* Parts of the exercise:
[a] Reproduce the passage of the Kubernetes probes tutorial starting at "If the liveness" and ending at "or stuck states.".
[b] Answer these questions from the Kubernetes probes tutorial:
(i) Which range of HTTP status codes does Kubernetes accept as success for an HTTP probe?
(ii) Which port does the TCP liveness probe example check?
(iii) What does Kubernetes do when a readiness probe fails?

* Text excerpt:
◆ ◆ ◆

Health Checks: Probes
Configure liveness, readiness, and startup probes to ensure your applications are running correctly.
Health Checks: Probes
In the previous tutorial, we learned about labels and selectors — the sticky notes and search engine of Kubernetes. Now let's tackle something critical: how does Kubernetes know if your app is actually working?
Here's the dirty truth: a running container doesn't mean a healthy application. Your app might be deadlocked, stuck in an infinite loop, or just sitting there staring into the void. Like that coworker who's technically at their desk but hasn't done anything productive in three hours.
Probes let Kubernetes detect these conditions and take action automatically. No more babysitting.
Three Types of Probes
Think of these as three different doctors, each asking a different question:
| Probe | Question | On Failure |
|---|---|---|
| Liveness | "Are you even alive?" | Restart the container (the Kubernetes equivalent of "have you tried turning it off and on again?") |
| Readiness | "Are you ready to work?" | Remove from Service endpoints (stop sending traffic) |
| Startup | "Are you done starting up?" | Keep checking (delays liveness/readiness checks) |
Liveness Probes
"Is my application alive or just pretending?"
If the liveness probe fails, Kubernetes kills the container and starts a new one. It's brutal, but effective. Like a bouncer checking if you're still conscious.
Use this to recover from deadlocks or stuck states.
HTTP Liveness Probe
The most common type for web applications — just hit an endpoint and see if you get a 200 back:
apiVersion: v1
kind: Pod
metadata:
name: liveness-http
spec:
containers:
- name: app
image: nginx
livenessProbe:
httpGet:
path: /healthz
port: 80
initialDelaySeconds: 5
periodSeconds: 10
timeoutSeconds: 3
failureThreshold: 3
| Field | Description |
|---|---|
httpGet.path | Endpoint to check |
httpGet.port | Port to connect to |
initialDelaySeconds | Wait before first check |
periodSeconds | How often to check |
timeoutSeconds | How long to wait for response |
failureThreshold | Failures before restarting ("three strikes and you're out") |
Kubernetes expects HTTP 200-399 for success. Anything else? That container is getting recycled.
TCP Liveness Probe
For non-HTTP services like databases or caches — just check if the port is open:
livenessProbe:
tcpSocket:
port: 3306
initialDelaySeconds: 15
periodSeconds: 20
Success means TCP connection was established.
Command Liveness Probe
Run a command inside the container — if it returns exit code 0, you're good:
livenessProbe:
exec:
command:
- cat
- /tmp/healthy
initialDelaySeconds: 5
periodSeconds: 5
Exit code 0 means success. Anything else means trouble.

◆ ◆ ◆

* Provided material:
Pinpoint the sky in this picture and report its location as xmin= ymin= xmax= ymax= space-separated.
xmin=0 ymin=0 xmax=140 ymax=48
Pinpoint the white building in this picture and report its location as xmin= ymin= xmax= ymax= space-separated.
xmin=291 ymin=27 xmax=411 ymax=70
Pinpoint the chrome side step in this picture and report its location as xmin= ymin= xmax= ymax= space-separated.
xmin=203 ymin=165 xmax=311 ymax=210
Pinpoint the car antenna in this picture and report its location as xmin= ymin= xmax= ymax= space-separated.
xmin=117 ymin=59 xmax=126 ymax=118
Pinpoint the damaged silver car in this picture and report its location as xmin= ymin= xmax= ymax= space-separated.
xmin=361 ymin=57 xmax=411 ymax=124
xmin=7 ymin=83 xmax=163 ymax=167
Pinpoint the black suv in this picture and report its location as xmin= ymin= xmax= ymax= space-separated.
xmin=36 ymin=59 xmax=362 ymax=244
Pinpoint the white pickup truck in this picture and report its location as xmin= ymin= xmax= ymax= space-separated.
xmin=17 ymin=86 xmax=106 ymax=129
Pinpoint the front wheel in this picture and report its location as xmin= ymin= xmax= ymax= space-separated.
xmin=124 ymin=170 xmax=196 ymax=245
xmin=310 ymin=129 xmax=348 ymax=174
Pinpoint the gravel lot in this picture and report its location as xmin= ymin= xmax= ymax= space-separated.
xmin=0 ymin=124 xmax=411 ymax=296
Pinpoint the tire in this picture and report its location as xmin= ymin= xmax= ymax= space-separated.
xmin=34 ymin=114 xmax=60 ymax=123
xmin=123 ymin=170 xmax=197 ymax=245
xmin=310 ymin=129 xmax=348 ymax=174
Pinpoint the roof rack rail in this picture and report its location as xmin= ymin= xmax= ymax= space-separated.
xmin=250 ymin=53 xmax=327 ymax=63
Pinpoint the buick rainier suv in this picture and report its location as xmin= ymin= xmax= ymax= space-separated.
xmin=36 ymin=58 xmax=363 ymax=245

◆ ◆ ◆

* Answer set:
[a]
If the liveness probe fails, Kubernetes kills the container and starts a new one. It's brutal, but effective. Like a bouncer checking if you're still conscious.
Use this to recover from deadlocks or stuck states.

[b]
(i) HTTP 200-399.
(ii) Port 3306.
(iii) It removes the container from Service endpoints and stops sending it traffic.